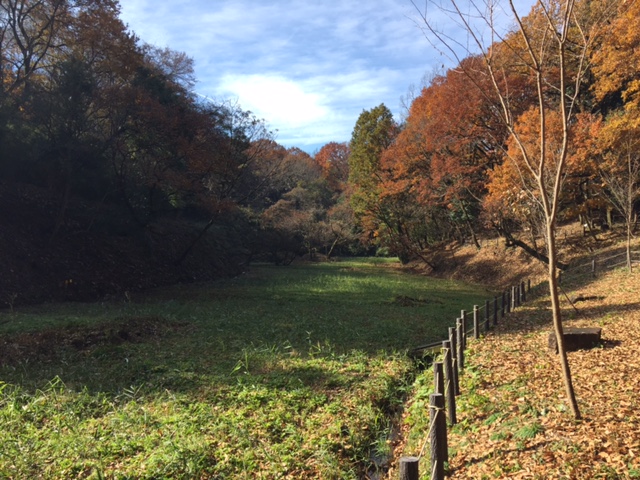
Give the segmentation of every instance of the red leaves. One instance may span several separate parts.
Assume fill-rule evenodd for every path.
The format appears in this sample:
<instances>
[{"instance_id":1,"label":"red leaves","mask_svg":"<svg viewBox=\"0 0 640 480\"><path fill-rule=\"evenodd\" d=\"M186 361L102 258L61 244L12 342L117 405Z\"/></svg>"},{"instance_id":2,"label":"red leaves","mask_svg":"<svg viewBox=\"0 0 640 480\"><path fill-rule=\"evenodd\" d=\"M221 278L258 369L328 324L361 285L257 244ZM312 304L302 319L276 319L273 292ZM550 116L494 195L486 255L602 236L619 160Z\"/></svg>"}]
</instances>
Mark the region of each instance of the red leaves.
<instances>
[{"instance_id":1,"label":"red leaves","mask_svg":"<svg viewBox=\"0 0 640 480\"><path fill-rule=\"evenodd\" d=\"M347 143L330 142L315 154L315 161L322 168L322 176L333 190L342 191L346 187L350 153Z\"/></svg>"}]
</instances>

TASK:
Without the pictures, please output every record exactly.

RESULT BELOW:
Give the segmentation of every instance of the red leaves. One instance may span several separate parts.
Assume fill-rule evenodd for every path.
The format appears in this sample:
<instances>
[{"instance_id":1,"label":"red leaves","mask_svg":"<svg viewBox=\"0 0 640 480\"><path fill-rule=\"evenodd\" d=\"M186 361L102 258L61 244L12 342L117 405Z\"/></svg>"},{"instance_id":2,"label":"red leaves","mask_svg":"<svg viewBox=\"0 0 640 480\"><path fill-rule=\"evenodd\" d=\"M221 278L258 369L328 324L361 285L257 244ZM312 304L302 319L276 319L273 292ZM550 116L494 195L486 255L602 236L619 160Z\"/></svg>"}]
</instances>
Mark the region of each instance of the red leaves.
<instances>
[{"instance_id":1,"label":"red leaves","mask_svg":"<svg viewBox=\"0 0 640 480\"><path fill-rule=\"evenodd\" d=\"M347 143L330 142L315 154L315 161L322 168L322 176L333 190L342 191L346 187L350 153Z\"/></svg>"}]
</instances>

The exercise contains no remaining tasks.